**Data for the task:**
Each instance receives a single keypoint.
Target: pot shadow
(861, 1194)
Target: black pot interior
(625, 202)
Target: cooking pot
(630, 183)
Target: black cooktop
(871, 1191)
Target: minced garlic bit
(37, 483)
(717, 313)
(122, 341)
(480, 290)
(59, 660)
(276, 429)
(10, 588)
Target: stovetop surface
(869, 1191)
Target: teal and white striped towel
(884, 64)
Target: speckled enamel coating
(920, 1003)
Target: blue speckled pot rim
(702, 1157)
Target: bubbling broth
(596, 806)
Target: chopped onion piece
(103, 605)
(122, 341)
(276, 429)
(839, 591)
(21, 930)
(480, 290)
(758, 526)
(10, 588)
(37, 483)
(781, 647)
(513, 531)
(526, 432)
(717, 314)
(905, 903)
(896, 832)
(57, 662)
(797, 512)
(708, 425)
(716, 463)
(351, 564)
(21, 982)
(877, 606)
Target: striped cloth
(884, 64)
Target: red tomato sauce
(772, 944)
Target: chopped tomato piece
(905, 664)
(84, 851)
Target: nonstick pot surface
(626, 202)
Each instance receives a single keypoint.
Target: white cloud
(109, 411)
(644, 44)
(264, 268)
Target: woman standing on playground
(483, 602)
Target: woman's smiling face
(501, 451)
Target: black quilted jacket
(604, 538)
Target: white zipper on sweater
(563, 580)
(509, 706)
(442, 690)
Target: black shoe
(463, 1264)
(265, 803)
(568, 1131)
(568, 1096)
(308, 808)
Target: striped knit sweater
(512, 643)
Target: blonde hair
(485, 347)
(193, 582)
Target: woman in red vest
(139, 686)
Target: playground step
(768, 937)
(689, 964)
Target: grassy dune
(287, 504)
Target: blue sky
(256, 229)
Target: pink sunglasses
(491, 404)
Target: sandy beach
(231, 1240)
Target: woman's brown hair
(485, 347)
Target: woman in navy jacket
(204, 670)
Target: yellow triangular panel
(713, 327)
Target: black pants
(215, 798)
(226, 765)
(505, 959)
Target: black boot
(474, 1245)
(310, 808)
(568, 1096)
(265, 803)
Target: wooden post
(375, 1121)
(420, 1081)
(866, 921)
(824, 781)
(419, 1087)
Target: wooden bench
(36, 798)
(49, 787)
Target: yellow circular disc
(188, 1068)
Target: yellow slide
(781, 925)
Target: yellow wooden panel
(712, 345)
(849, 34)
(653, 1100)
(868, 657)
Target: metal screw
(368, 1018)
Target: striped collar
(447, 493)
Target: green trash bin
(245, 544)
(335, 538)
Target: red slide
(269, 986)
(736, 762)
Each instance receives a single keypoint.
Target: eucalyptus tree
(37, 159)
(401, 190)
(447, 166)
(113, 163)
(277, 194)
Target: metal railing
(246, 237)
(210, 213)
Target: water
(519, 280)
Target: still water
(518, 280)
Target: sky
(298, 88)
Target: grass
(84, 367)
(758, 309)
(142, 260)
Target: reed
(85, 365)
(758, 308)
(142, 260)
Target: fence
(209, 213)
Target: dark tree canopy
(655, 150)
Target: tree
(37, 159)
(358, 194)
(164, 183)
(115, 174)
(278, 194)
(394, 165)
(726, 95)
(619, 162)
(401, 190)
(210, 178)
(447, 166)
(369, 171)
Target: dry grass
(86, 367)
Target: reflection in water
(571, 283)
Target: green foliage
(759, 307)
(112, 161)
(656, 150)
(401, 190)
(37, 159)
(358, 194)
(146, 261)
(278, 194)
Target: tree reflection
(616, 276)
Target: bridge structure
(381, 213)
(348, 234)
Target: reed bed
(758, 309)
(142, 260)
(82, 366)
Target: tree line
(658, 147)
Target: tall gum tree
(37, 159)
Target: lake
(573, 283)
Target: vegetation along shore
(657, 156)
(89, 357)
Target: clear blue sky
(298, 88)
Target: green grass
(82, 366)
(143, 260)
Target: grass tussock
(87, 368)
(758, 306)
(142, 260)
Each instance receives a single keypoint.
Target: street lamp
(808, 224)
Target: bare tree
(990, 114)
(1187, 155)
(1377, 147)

**Work instructions:** Rewrite all the items above, changing every "Target" to "Label" and leaving everything else as it is.

**Expected output:**
Each instance receives a single keypoint.
Label: pot shadow
(861, 1194)
Label: black pot interior
(625, 202)
Label: cooking pot
(630, 183)
Label: black cooktop
(871, 1191)
Label: minced garlic bit
(37, 483)
(717, 313)
(122, 341)
(480, 290)
(59, 660)
(276, 429)
(10, 588)
Label: stovetop surface
(869, 1191)
Label: teal and white striped towel
(884, 64)
Label: speckled enamel coating
(920, 1003)
Label: blue speckled pot rim
(702, 1157)
Label: bubbling broth
(596, 806)
Label: chopped onion piece
(103, 605)
(122, 341)
(276, 429)
(839, 591)
(21, 930)
(480, 290)
(758, 526)
(10, 588)
(37, 483)
(781, 647)
(513, 531)
(526, 432)
(717, 314)
(905, 903)
(896, 832)
(57, 662)
(797, 512)
(708, 425)
(716, 463)
(351, 564)
(21, 982)
(877, 606)
Label: striped cloth
(884, 64)
Label: red tomato sauce
(772, 944)
Label: chopped tomato piece
(905, 664)
(84, 851)
Label: nonstick pot surface
(626, 202)
Each instance receives a single keypoint.
Label: white cloud
(109, 411)
(644, 44)
(264, 268)
Label: woman standing on playground
(483, 602)
Label: woman's smiling face
(501, 451)
Label: black quilted jacket
(604, 538)
Label: white zipper on sweater
(563, 580)
(509, 706)
(442, 690)
Label: black shoe
(463, 1264)
(265, 803)
(568, 1131)
(568, 1096)
(308, 808)
Label: striped knit sweater
(512, 643)
Label: blonde hair
(485, 347)
(193, 582)
Label: woman in red vest
(139, 686)
Label: playground step
(768, 937)
(689, 964)
Label: grassy dune
(287, 504)
Label: blue sky
(256, 229)
Label: pink sunglasses
(491, 404)
Label: sandy beach
(231, 1240)
Label: woman's brown hair
(485, 347)
Label: woman in navy jacket
(204, 670)
Label: yellow triangular panel
(713, 327)
Label: black pants
(215, 798)
(226, 765)
(505, 959)
Label: black boot
(474, 1245)
(310, 808)
(568, 1096)
(265, 803)
Label: wooden post
(375, 1121)
(420, 1081)
(866, 921)
(824, 781)
(419, 1087)
Label: wooden bench
(36, 798)
(49, 787)
Label: yellow circular disc
(188, 1068)
Label: yellow slide
(781, 925)
Label: yellow wooden panel
(712, 345)
(849, 34)
(653, 1100)
(868, 657)
Label: metal screw
(368, 1018)
Label: striped collar
(447, 493)
Label: green trash bin
(245, 544)
(335, 538)
Label: red slide
(269, 986)
(736, 762)
Each instance receives a single keypoint.
Label: eucalyptus tree
(37, 159)
(401, 190)
(447, 166)
(113, 163)
(277, 194)
Label: metal railing
(246, 237)
(210, 213)
Label: water
(519, 280)
Label: still water
(518, 280)
Label: sky
(298, 88)
Label: grass
(84, 367)
(758, 309)
(142, 260)
Label: reed
(85, 365)
(758, 308)
(142, 260)
Label: fence
(209, 213)
Label: dark tree canopy
(655, 150)
Label: tree
(37, 159)
(358, 194)
(164, 183)
(115, 174)
(278, 194)
(394, 165)
(726, 95)
(619, 162)
(401, 190)
(210, 178)
(447, 166)
(369, 171)
Label: dry grass
(86, 367)
Label: reflection in water
(571, 283)
Label: green foliage
(759, 307)
(112, 161)
(656, 150)
(401, 190)
(37, 159)
(358, 194)
(146, 261)
(278, 194)
Label: tree reflection
(616, 276)
Label: bridge structure
(381, 213)
(348, 234)
Label: reed bed
(758, 309)
(142, 260)
(82, 366)
Label: tree line
(658, 147)
Label: tall gum tree
(37, 159)
Label: lake
(573, 283)
Label: vegetation along shore
(657, 156)
(89, 357)
Label: clear blue sky
(298, 88)
Label: green grass
(82, 366)
(143, 260)
Label: grass tussock
(87, 368)
(758, 306)
(142, 260)
Each instance receives a single keypoint.
Label: street lamp
(808, 224)
Label: bare tree
(990, 114)
(1187, 155)
(1377, 147)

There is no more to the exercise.